** DATASET EXTRACT follows **
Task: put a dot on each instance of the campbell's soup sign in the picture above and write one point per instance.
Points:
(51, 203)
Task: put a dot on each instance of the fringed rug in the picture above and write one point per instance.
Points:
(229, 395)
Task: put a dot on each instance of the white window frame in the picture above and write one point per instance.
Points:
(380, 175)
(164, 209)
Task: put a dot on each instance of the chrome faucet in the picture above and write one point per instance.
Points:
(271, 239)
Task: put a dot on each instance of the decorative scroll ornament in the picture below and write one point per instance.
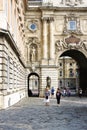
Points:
(72, 2)
(71, 42)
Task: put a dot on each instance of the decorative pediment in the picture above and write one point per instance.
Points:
(72, 39)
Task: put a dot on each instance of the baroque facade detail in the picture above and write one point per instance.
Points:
(71, 2)
(72, 25)
(71, 42)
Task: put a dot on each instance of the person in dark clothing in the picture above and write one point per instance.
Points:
(58, 95)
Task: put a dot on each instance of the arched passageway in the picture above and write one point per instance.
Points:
(33, 85)
(82, 62)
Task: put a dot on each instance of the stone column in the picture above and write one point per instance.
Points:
(45, 43)
(52, 46)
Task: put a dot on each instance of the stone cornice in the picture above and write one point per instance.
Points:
(9, 38)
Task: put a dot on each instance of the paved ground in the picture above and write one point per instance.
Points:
(32, 114)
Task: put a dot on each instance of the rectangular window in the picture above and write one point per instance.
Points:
(72, 25)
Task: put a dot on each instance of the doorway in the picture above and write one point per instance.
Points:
(33, 85)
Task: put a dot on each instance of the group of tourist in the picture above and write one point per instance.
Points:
(58, 93)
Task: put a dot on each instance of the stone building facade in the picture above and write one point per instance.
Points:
(12, 52)
(68, 76)
(34, 34)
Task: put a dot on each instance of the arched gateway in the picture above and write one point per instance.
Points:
(76, 49)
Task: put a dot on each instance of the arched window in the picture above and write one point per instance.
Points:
(33, 53)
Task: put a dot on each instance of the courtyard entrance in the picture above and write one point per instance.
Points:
(82, 63)
(33, 85)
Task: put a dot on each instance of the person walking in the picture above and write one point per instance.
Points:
(47, 94)
(80, 92)
(58, 96)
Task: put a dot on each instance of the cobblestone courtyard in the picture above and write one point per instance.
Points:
(32, 114)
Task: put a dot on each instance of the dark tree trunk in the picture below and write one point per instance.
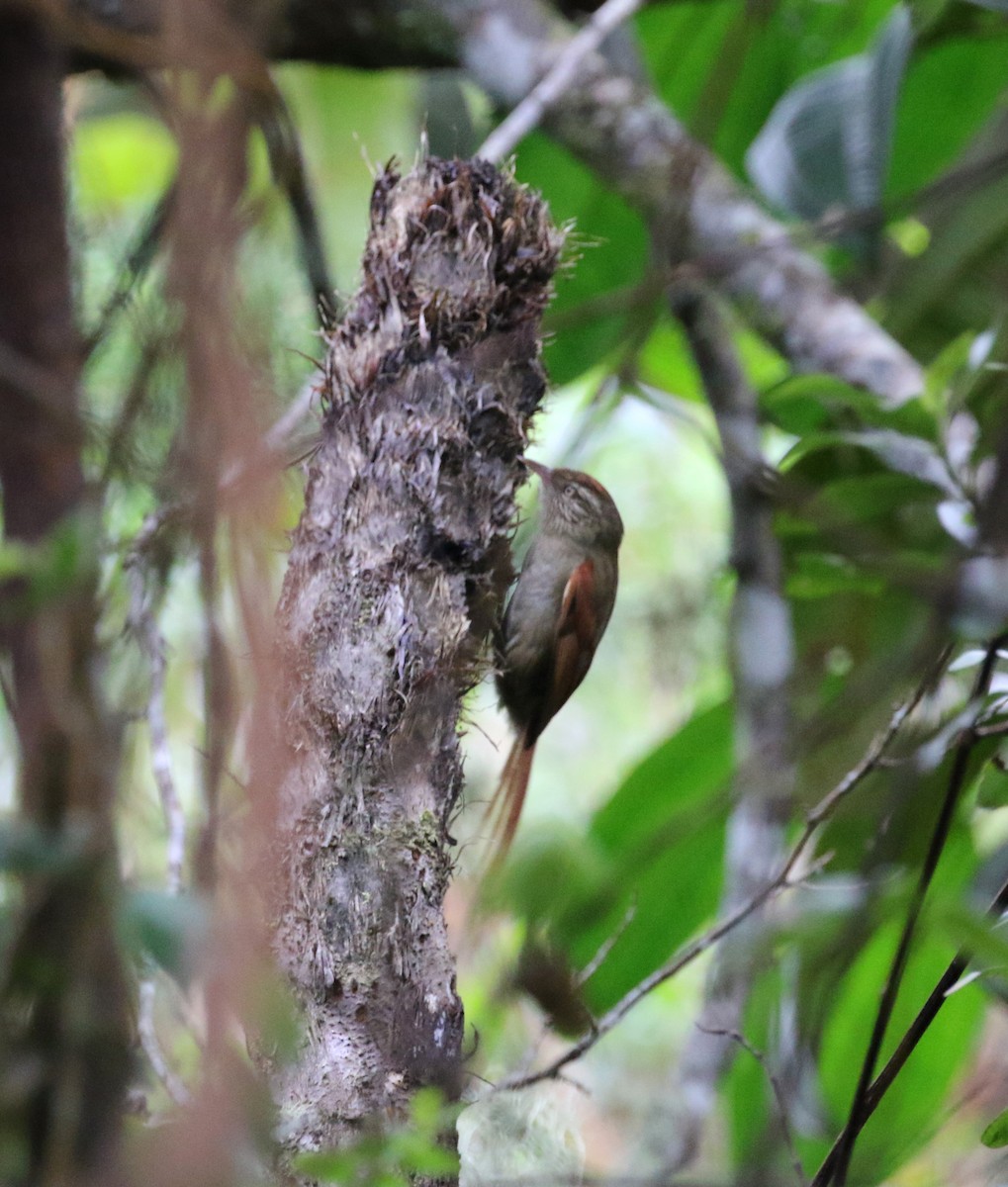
** End of DATASET EXTRACT **
• TASK DESCRIPTION: Among the lines above, list those that contain the word "courtyard".

• EXERCISE RESULT:
Task: put a dot on each instance of the courtyard entrance in the picture above and write one point per instance.
Task: put a dot on each instance of the cobblestone courtyard in the picture above and write one point per instance.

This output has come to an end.